═══ DATASET CONTENT

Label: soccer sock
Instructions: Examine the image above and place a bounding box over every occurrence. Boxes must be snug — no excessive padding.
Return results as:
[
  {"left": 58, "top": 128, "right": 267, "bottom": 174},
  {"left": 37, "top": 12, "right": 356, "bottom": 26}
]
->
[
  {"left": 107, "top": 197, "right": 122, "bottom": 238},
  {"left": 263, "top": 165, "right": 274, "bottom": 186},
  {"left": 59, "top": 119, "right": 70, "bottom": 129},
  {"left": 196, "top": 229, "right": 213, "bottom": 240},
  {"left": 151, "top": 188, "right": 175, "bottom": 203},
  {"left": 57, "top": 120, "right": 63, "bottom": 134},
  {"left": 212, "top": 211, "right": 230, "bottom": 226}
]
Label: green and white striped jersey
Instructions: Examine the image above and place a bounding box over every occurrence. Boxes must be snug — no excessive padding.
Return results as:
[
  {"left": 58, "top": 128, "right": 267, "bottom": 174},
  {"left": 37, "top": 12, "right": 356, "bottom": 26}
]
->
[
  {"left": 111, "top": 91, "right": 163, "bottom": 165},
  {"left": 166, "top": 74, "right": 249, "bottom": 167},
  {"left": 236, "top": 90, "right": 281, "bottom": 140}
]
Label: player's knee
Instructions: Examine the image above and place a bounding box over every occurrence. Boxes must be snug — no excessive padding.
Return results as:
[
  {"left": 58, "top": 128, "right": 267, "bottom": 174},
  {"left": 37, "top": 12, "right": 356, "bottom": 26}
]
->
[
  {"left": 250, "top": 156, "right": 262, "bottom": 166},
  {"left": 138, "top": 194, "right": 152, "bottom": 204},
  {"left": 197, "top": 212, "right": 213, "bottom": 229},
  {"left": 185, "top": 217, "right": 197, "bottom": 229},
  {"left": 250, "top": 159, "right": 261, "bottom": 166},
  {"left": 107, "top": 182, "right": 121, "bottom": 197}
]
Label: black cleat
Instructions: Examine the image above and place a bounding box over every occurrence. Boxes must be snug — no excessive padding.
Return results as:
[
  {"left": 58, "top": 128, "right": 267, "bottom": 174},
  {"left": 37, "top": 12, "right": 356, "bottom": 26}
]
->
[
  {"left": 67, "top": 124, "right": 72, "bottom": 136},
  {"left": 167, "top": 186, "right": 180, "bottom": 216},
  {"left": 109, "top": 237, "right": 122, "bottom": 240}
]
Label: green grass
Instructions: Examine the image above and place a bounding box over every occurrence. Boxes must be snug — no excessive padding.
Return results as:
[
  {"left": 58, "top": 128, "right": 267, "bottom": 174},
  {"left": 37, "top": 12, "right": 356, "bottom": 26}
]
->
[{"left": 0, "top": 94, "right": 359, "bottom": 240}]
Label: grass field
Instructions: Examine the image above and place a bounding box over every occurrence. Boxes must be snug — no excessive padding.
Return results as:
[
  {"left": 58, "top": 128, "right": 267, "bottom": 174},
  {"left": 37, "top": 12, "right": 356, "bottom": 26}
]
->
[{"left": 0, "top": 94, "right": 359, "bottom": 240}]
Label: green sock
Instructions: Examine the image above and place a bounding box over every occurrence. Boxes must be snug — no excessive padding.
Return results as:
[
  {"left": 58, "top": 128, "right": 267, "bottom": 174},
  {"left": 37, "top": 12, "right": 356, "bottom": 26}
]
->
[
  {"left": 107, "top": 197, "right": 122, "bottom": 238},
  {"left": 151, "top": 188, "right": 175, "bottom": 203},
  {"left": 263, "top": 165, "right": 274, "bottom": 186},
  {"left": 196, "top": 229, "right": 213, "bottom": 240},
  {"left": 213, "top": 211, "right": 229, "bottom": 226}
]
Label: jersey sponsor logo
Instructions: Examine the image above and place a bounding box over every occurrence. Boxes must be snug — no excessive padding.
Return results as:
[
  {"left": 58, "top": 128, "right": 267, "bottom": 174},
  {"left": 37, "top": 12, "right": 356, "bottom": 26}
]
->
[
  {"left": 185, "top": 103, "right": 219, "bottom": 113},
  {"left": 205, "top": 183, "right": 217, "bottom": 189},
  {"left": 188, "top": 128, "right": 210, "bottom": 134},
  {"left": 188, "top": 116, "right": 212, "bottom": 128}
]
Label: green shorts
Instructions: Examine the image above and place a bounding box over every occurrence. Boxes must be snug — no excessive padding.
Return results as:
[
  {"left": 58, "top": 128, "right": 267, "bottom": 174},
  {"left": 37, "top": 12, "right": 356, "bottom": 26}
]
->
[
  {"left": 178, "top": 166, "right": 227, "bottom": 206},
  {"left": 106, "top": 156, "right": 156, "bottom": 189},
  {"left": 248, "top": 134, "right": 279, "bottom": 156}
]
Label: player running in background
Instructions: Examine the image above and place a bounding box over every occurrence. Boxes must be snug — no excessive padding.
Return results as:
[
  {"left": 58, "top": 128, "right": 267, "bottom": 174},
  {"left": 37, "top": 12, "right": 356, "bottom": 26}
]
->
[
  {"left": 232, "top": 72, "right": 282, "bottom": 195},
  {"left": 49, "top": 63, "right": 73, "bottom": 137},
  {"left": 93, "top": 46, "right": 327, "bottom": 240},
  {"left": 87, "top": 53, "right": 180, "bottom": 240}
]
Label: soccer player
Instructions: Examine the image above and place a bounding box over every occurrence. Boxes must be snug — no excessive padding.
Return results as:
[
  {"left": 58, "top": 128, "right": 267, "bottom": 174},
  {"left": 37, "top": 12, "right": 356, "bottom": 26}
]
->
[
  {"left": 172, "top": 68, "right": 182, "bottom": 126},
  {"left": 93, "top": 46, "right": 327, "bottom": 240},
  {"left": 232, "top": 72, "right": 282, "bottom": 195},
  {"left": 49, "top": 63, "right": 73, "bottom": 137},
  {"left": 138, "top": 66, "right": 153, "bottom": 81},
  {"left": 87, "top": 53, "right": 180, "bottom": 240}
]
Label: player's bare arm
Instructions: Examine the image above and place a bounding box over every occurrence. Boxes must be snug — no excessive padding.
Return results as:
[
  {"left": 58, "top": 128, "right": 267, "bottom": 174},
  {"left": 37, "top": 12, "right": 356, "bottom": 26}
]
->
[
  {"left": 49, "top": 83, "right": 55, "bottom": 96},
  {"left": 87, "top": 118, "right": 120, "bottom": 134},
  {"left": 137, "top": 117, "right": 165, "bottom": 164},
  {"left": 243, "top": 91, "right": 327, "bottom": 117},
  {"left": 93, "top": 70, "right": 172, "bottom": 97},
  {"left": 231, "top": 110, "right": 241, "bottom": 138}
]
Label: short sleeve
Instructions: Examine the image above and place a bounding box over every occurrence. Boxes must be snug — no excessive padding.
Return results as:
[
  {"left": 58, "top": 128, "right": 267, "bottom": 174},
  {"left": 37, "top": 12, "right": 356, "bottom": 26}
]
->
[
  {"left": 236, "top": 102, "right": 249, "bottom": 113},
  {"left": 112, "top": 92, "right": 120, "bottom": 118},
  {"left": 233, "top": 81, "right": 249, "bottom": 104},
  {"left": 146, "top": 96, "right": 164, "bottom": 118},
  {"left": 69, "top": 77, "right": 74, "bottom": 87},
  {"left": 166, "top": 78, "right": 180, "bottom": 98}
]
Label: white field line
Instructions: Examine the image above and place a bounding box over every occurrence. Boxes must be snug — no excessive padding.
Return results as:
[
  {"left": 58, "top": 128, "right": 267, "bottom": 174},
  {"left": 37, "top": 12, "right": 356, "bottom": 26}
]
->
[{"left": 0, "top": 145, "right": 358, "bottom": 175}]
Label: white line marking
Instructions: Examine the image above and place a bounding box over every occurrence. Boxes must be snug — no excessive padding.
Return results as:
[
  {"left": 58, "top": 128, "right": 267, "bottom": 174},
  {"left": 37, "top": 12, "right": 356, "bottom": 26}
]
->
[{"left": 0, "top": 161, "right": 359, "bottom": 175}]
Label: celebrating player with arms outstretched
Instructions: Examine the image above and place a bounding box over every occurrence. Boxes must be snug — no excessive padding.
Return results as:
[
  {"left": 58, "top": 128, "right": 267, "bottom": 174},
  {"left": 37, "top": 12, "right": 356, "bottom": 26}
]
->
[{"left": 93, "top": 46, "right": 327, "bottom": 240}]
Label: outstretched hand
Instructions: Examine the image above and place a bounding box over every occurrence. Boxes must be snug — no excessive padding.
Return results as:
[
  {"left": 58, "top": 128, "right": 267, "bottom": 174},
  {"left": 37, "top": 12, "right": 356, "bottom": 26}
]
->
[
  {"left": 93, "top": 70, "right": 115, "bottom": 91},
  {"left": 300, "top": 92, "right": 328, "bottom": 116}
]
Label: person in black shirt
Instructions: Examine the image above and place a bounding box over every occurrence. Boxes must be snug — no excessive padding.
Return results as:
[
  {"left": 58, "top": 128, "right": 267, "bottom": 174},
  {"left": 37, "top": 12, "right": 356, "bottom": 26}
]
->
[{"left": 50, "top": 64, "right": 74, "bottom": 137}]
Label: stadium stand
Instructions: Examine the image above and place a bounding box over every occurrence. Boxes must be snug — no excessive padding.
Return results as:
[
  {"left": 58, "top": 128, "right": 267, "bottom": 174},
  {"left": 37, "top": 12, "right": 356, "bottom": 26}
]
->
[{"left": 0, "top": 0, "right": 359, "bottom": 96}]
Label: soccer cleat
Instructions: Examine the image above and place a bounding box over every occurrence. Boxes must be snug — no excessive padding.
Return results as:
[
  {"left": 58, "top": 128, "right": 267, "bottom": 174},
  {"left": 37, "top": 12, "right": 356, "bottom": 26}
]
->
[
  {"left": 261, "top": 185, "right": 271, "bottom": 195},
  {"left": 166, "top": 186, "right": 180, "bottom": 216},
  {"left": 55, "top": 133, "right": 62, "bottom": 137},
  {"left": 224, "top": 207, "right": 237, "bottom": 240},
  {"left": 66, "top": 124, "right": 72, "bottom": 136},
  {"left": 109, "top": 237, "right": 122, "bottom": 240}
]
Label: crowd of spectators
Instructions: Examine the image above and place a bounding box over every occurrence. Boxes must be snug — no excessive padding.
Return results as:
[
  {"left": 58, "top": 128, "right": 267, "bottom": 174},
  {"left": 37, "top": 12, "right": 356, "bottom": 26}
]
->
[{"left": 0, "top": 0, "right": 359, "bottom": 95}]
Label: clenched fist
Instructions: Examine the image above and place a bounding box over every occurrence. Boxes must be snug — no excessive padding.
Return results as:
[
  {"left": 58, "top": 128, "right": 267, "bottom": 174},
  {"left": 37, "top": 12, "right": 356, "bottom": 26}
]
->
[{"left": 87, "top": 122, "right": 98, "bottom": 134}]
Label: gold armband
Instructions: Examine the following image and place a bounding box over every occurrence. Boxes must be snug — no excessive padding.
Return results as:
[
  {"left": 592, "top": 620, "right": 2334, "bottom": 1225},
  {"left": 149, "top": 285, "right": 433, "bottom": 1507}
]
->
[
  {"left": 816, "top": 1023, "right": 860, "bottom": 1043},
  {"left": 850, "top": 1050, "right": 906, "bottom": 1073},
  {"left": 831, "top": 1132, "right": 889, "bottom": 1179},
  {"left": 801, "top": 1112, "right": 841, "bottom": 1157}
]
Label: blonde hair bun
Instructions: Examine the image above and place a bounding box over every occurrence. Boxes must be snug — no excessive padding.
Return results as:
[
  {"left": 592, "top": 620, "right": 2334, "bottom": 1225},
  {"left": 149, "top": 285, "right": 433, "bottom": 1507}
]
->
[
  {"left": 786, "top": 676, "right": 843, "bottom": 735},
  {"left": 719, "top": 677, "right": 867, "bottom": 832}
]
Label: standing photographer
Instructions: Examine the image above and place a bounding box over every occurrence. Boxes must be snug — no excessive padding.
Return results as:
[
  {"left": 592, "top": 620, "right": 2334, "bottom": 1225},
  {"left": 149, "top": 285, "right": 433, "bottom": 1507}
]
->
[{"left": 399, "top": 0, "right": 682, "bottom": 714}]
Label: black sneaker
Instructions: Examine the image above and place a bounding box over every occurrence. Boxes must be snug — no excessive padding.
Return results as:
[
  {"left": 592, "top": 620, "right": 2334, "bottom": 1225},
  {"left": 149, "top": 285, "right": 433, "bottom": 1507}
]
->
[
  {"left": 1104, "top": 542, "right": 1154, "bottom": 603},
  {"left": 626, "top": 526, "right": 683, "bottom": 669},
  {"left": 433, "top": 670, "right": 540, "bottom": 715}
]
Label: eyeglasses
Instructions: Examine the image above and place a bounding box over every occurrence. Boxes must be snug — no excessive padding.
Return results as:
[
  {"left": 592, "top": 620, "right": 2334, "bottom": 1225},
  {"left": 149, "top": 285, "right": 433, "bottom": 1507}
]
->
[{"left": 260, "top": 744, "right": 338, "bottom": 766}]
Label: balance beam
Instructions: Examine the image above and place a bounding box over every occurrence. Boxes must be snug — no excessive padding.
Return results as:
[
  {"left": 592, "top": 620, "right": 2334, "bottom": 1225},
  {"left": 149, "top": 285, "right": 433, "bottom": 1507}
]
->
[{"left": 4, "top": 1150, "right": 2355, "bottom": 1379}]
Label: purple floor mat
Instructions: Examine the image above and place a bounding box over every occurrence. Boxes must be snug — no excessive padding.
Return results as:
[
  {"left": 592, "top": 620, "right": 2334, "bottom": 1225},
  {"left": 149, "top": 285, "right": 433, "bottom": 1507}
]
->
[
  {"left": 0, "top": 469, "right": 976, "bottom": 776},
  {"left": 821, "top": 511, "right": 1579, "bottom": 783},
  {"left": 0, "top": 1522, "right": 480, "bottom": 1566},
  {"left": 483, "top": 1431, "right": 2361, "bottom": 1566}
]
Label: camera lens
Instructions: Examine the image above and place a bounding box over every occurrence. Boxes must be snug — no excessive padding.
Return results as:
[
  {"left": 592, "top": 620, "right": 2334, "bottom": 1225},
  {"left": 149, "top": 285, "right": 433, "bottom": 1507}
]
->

══════

# BRIEF
Whenever a line in the entries above includes the word "green", pull that line out.

# TASK RESPONSE
Label: green and white striped jersey
Label: green grass
Label: green sock
Label: green shorts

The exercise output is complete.